__Task input__
________________

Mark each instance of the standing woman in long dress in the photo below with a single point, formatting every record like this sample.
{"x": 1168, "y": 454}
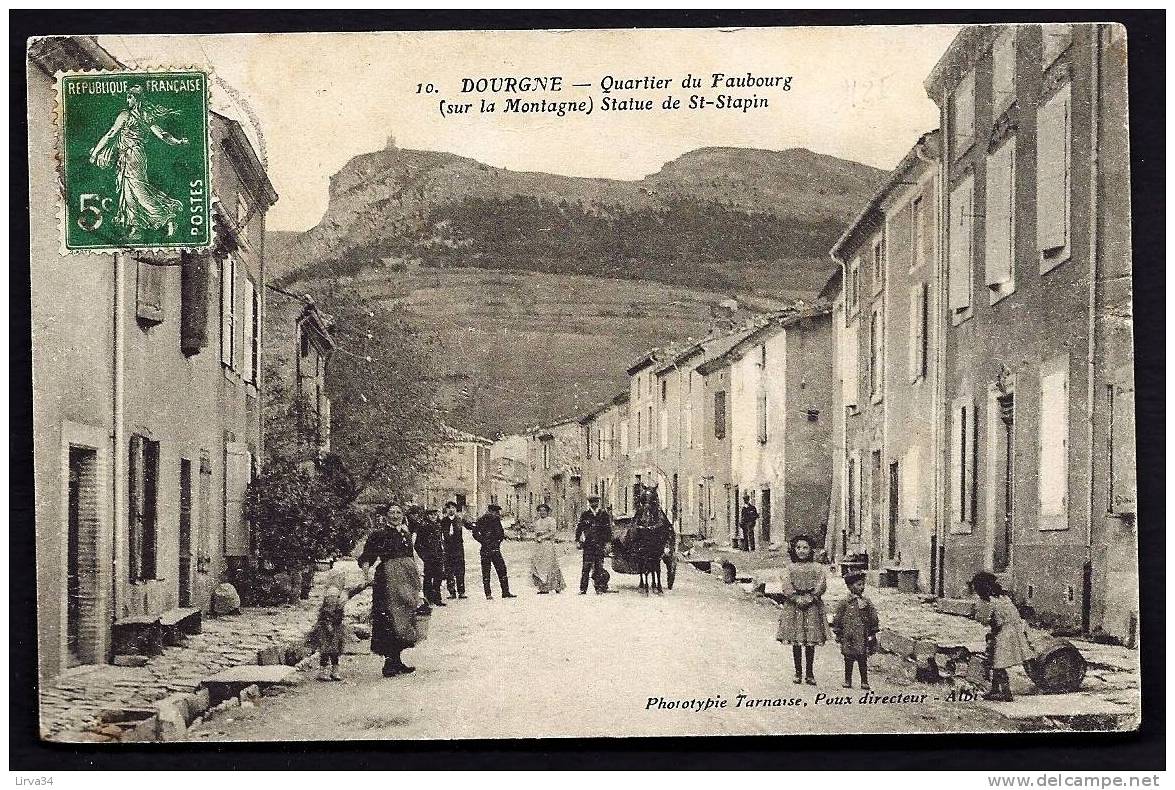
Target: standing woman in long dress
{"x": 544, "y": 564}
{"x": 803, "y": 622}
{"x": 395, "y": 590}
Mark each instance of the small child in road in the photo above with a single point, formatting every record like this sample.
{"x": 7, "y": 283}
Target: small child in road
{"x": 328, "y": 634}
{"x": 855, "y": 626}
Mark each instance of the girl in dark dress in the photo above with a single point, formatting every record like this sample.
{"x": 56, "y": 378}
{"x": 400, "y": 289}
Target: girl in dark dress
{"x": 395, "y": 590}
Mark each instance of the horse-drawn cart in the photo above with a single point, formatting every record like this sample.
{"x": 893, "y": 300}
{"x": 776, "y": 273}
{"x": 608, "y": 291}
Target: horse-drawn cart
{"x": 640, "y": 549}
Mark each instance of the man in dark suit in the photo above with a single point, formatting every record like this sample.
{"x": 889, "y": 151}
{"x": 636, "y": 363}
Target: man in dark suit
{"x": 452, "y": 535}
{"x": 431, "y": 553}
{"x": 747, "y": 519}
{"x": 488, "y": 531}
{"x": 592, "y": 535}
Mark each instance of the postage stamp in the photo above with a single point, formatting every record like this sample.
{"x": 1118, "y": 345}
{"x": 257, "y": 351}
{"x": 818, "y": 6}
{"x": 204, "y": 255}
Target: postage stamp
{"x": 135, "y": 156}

________________

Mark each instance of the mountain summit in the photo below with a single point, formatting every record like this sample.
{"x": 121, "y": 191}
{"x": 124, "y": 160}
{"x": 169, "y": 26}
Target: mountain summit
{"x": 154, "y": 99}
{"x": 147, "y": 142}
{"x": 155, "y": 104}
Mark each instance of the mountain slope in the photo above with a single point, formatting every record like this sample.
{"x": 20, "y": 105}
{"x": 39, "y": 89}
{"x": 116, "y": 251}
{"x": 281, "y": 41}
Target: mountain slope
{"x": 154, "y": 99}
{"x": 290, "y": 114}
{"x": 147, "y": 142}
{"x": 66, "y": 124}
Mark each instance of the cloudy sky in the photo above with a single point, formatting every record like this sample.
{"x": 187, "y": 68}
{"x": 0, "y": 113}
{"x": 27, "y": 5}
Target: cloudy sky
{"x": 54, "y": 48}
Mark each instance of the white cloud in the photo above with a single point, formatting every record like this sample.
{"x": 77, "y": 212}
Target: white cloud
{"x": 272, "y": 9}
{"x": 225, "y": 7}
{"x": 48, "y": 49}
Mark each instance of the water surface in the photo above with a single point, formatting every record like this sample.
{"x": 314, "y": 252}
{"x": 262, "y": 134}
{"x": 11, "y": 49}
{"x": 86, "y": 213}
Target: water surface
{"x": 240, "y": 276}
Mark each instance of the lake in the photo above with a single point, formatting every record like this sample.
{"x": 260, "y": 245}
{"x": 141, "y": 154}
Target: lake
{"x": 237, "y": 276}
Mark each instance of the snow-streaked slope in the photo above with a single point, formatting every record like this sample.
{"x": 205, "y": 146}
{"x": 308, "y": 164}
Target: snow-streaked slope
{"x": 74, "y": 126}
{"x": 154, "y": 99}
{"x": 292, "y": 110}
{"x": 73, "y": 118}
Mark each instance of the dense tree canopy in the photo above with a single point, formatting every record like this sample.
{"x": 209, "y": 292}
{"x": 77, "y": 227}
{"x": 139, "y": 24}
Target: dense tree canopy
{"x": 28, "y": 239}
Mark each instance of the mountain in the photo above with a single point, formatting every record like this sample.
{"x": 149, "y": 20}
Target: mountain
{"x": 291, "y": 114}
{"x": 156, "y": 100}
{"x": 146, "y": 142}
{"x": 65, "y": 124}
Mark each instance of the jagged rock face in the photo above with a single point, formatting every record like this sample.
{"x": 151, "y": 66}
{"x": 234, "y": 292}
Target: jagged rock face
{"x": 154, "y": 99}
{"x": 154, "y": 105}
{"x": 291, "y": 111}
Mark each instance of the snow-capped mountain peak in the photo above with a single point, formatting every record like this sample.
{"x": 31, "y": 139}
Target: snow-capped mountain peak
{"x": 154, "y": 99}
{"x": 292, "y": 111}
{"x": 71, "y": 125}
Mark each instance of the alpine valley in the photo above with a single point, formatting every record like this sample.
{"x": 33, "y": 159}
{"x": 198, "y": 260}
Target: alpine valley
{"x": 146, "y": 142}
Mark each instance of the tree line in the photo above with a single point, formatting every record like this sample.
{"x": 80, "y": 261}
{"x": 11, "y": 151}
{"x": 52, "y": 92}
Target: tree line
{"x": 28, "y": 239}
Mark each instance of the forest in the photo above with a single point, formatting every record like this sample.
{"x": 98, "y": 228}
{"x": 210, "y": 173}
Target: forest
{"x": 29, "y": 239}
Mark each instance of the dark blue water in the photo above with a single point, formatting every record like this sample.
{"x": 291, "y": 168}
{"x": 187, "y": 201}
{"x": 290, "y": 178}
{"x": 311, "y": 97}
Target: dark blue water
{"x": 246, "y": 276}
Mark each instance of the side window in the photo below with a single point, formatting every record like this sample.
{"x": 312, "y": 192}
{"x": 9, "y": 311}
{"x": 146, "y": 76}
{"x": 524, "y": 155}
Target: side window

________________

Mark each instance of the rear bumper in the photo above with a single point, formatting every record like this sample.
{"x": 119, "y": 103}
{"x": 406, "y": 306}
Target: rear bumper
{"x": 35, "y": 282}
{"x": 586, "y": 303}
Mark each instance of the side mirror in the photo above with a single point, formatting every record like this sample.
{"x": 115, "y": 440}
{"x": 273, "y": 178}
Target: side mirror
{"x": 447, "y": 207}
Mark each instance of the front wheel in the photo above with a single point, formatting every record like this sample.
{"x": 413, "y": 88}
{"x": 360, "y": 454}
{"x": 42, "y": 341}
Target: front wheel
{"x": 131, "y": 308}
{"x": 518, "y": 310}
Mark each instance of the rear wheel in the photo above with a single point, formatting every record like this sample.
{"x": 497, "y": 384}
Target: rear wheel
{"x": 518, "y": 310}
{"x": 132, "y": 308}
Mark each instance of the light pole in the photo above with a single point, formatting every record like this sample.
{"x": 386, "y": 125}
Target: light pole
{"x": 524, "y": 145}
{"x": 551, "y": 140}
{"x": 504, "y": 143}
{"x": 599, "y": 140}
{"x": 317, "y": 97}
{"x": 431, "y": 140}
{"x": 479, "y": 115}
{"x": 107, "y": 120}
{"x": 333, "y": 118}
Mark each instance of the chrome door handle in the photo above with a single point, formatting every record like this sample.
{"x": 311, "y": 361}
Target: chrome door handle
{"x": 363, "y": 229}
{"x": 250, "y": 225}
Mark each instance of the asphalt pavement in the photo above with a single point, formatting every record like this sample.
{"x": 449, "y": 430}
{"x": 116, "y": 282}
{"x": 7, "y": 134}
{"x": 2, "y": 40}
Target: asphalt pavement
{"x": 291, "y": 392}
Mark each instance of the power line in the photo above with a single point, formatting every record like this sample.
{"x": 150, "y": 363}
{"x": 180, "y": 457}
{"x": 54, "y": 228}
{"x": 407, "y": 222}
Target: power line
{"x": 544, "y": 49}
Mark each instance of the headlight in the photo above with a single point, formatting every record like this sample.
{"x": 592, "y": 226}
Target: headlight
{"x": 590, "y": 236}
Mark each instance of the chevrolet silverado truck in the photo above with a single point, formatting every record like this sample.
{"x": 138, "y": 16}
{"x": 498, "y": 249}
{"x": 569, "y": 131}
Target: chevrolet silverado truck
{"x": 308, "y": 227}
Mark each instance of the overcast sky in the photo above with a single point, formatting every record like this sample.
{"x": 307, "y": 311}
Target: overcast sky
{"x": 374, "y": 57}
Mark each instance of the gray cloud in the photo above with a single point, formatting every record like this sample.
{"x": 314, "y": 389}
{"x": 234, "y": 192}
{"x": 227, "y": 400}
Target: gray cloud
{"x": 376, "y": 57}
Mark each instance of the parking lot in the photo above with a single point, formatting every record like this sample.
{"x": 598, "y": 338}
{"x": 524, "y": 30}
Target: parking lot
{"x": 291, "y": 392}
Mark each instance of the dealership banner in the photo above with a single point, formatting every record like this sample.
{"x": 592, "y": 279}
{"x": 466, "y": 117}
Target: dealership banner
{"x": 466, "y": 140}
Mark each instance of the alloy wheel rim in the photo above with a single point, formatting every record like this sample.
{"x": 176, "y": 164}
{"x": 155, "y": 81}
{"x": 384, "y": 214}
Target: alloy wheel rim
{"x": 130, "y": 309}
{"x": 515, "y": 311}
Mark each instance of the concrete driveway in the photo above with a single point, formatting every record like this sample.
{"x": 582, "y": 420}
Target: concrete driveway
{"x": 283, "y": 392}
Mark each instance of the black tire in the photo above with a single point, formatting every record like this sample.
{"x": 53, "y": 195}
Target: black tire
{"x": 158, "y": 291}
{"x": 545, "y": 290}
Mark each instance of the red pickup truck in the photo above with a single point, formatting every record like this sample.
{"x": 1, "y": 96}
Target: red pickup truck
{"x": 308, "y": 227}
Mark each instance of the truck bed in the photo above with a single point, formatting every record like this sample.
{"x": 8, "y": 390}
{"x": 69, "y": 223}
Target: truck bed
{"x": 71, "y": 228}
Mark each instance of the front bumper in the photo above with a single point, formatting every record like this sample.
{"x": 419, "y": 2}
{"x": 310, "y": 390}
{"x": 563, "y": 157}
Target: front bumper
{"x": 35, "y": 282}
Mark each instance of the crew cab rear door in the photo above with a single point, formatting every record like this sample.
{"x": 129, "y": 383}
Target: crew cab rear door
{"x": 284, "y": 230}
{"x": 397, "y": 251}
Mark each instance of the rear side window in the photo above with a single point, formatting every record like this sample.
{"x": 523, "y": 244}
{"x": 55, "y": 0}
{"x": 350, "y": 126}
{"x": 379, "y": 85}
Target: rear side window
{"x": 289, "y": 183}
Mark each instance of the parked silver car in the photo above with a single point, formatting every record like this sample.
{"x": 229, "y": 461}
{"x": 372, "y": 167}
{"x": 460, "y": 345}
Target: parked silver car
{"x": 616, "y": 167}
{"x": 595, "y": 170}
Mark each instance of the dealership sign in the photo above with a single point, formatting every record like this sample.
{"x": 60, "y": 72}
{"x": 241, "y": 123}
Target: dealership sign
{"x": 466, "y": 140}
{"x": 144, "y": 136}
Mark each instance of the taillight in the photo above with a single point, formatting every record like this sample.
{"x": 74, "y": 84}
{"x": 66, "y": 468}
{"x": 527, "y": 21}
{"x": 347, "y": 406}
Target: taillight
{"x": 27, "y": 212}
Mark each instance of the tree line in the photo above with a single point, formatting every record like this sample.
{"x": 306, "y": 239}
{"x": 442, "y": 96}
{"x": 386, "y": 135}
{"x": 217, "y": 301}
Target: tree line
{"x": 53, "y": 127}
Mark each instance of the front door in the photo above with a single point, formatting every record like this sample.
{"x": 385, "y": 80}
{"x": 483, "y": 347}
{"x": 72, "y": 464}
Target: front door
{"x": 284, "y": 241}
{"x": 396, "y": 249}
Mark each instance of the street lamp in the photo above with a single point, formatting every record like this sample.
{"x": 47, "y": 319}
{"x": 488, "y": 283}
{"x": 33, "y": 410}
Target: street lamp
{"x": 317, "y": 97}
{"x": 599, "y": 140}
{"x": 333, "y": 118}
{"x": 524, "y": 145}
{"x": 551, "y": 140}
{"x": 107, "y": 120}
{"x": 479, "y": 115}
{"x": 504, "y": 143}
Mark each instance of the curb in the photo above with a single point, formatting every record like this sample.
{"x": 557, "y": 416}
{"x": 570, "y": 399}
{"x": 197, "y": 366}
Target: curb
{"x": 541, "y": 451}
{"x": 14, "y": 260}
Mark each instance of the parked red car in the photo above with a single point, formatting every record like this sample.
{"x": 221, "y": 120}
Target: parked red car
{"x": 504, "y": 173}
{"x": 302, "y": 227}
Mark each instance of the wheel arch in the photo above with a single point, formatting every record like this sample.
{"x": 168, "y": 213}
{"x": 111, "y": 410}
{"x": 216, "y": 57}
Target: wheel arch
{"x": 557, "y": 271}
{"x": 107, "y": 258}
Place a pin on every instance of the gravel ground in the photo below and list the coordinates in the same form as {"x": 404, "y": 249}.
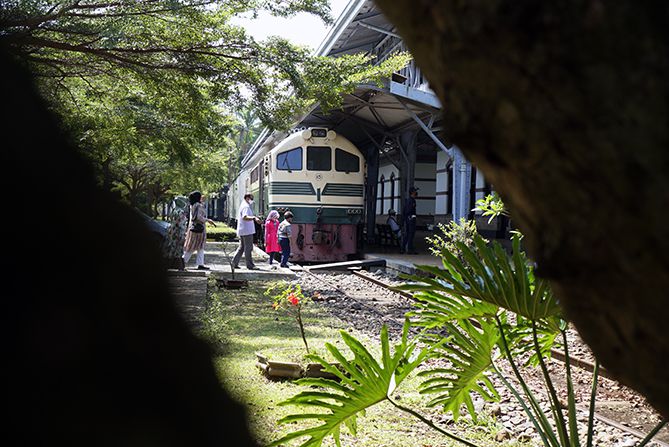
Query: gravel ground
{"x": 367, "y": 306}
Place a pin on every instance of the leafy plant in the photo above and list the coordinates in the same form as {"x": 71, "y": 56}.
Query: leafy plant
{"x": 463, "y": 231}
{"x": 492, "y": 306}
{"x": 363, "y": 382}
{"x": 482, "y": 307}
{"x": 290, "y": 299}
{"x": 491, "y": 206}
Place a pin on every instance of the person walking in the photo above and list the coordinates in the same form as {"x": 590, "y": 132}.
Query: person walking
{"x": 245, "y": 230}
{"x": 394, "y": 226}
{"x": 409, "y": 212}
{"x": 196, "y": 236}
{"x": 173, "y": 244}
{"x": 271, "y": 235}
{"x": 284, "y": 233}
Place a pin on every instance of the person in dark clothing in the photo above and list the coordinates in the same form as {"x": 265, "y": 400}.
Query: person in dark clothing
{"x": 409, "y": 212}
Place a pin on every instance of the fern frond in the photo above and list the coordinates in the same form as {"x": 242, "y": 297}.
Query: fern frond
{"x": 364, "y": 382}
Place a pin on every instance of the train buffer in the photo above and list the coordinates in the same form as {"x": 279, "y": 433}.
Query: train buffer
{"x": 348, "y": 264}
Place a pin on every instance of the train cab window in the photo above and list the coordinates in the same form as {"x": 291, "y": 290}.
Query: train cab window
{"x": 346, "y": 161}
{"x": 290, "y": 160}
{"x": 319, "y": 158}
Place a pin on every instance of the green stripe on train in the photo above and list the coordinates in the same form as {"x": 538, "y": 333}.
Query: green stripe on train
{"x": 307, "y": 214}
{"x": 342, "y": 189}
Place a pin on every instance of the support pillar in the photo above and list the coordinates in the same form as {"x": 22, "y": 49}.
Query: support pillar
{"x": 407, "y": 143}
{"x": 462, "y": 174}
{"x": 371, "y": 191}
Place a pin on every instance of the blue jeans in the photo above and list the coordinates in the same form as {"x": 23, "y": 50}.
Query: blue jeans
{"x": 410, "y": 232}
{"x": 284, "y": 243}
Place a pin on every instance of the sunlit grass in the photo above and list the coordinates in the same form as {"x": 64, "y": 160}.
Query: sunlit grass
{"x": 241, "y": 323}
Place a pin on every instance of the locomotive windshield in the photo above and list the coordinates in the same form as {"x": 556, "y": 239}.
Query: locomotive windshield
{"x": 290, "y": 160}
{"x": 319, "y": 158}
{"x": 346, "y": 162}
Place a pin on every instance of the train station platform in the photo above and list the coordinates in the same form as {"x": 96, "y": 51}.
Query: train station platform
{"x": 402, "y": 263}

________________

__About this task__
Copy the records above exactly, beginning at the line that contains "Mark each instance of the cloudy" and stopping after the line that contains "Mark each instance of the snow-capped".

__Result of the task__
Mark each instance of the cloudy sky in the photo above with a single point, formatting every record like this sample.
{"x": 187, "y": 68}
{"x": 0, "y": 113}
{"x": 27, "y": 5}
Target: cloudy sky
{"x": 54, "y": 48}
Mark each instance of the white cloud in the photo above with a single point, formatting every record like this sample.
{"x": 77, "y": 212}
Target: white cloud
{"x": 272, "y": 9}
{"x": 225, "y": 7}
{"x": 48, "y": 49}
Mark each instance of the water surface in the photo above with a single point, formatting every record like this sample.
{"x": 314, "y": 252}
{"x": 262, "y": 134}
{"x": 11, "y": 49}
{"x": 86, "y": 213}
Target: water surface
{"x": 240, "y": 276}
Mark each instance of the lake in the photo above with a single point, formatting every record like this sample.
{"x": 260, "y": 245}
{"x": 141, "y": 154}
Target: lake
{"x": 237, "y": 276}
Mark each instance of the snow-streaked slope in the photo above with a single point, formatting every record like this sample.
{"x": 205, "y": 146}
{"x": 308, "y": 164}
Target: snow-streaked slope
{"x": 74, "y": 126}
{"x": 154, "y": 99}
{"x": 292, "y": 110}
{"x": 73, "y": 118}
Mark each instance of the dense tree canopy in the photo above with a single point, formatting every record like this sample.
{"x": 209, "y": 292}
{"x": 77, "y": 227}
{"x": 139, "y": 24}
Target: dense tree canopy
{"x": 28, "y": 239}
Mark each instance of the mountain in the photo above with a single point, formatting every record like this sample.
{"x": 149, "y": 20}
Target: mountain
{"x": 291, "y": 114}
{"x": 156, "y": 100}
{"x": 146, "y": 142}
{"x": 65, "y": 124}
Mark each instance of the jagged rock face in the photo above with a single point, formatting every record like this sample.
{"x": 151, "y": 66}
{"x": 234, "y": 292}
Target: jagged rock face
{"x": 154, "y": 99}
{"x": 154, "y": 105}
{"x": 291, "y": 111}
Mark each instance of the snow-capped mountain peak in the photo above with a single point, formatting every record like this sample.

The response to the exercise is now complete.